**Stated task**
Can you change every "Return the mask" in these lines to "Give the mask" and repeat the rest unchanged?

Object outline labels

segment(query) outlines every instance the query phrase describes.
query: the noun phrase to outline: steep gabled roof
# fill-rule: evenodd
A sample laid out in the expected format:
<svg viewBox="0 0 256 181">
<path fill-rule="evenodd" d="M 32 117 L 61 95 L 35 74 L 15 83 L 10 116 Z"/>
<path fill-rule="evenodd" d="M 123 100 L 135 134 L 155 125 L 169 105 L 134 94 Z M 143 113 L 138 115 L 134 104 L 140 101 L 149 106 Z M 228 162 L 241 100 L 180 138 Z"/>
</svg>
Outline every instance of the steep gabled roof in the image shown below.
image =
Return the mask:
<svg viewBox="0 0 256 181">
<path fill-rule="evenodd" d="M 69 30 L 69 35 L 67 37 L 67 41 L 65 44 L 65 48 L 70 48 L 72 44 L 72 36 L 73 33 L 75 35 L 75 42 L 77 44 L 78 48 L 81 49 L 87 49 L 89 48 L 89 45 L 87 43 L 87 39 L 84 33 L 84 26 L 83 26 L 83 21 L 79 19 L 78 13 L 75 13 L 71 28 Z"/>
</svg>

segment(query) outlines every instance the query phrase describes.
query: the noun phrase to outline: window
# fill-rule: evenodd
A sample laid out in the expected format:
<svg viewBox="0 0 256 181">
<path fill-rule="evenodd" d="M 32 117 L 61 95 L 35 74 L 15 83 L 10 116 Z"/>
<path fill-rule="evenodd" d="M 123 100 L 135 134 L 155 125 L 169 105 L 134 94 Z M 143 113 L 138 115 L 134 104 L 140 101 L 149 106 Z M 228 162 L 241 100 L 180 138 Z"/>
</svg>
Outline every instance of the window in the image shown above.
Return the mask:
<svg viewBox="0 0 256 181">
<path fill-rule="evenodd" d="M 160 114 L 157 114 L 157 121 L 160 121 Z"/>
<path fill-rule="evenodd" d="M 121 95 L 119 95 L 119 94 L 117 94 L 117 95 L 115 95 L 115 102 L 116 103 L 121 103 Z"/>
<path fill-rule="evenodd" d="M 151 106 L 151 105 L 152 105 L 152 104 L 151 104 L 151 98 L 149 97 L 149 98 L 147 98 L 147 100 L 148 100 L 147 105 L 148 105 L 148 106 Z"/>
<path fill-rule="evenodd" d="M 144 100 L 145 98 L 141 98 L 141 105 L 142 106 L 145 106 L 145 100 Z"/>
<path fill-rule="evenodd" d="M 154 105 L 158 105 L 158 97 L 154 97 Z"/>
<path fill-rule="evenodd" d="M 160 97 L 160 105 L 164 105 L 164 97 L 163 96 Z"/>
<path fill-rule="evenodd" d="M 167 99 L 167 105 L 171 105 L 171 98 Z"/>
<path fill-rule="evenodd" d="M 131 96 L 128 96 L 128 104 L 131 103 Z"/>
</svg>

**The response**
segment(query) outlines every instance the query phrase describes.
query: the noun phrase to outline: steep gabled roof
# fill-rule: evenodd
A sample laid out in the expected format:
<svg viewBox="0 0 256 181">
<path fill-rule="evenodd" d="M 32 117 L 61 95 L 35 74 L 15 83 L 10 116 Z"/>
<path fill-rule="evenodd" d="M 123 100 L 135 134 L 155 125 L 169 105 L 134 94 Z M 143 113 L 138 115 L 134 104 L 140 101 L 149 106 Z M 228 162 L 241 100 L 180 138 Z"/>
</svg>
Outline every instance of the steep gabled roof in the image shown below.
image =
Give the mask:
<svg viewBox="0 0 256 181">
<path fill-rule="evenodd" d="M 69 30 L 69 35 L 67 37 L 67 41 L 65 44 L 65 48 L 70 48 L 72 44 L 72 36 L 73 33 L 75 35 L 75 42 L 77 44 L 78 48 L 81 49 L 87 49 L 89 48 L 89 45 L 87 43 L 87 39 L 84 33 L 84 26 L 83 26 L 83 21 L 79 19 L 78 13 L 75 13 L 71 28 Z"/>
</svg>

segment(query) outlines every instance the query phrase describes.
query: the noun phrase to outline: window
# fill-rule: evenodd
A sample laid out in the expected format:
<svg viewBox="0 0 256 181">
<path fill-rule="evenodd" d="M 32 117 L 61 95 L 35 74 L 15 83 L 10 116 Z"/>
<path fill-rule="evenodd" d="M 123 100 L 135 134 L 155 125 L 169 105 L 134 94 Z M 143 113 L 138 115 L 134 104 L 140 101 L 149 106 Z M 228 162 L 241 100 L 180 138 Z"/>
</svg>
Outline every instance of the window in the image shown above.
Give the mask:
<svg viewBox="0 0 256 181">
<path fill-rule="evenodd" d="M 160 114 L 157 114 L 157 121 L 160 121 Z"/>
<path fill-rule="evenodd" d="M 121 95 L 119 95 L 119 94 L 117 94 L 117 95 L 115 95 L 115 102 L 116 103 L 121 103 Z"/>
<path fill-rule="evenodd" d="M 151 106 L 151 105 L 152 105 L 152 104 L 151 104 L 151 98 L 149 97 L 149 98 L 147 98 L 147 100 L 148 100 L 147 105 L 148 105 L 148 106 Z"/>
<path fill-rule="evenodd" d="M 144 100 L 145 98 L 141 98 L 141 105 L 142 106 L 145 106 L 145 100 Z"/>
<path fill-rule="evenodd" d="M 154 105 L 158 105 L 158 97 L 154 97 Z"/>
<path fill-rule="evenodd" d="M 160 97 L 160 105 L 164 105 L 164 97 L 163 96 Z"/>
<path fill-rule="evenodd" d="M 167 99 L 167 105 L 171 105 L 171 98 Z"/>
<path fill-rule="evenodd" d="M 131 96 L 128 96 L 128 104 L 131 103 Z"/>
</svg>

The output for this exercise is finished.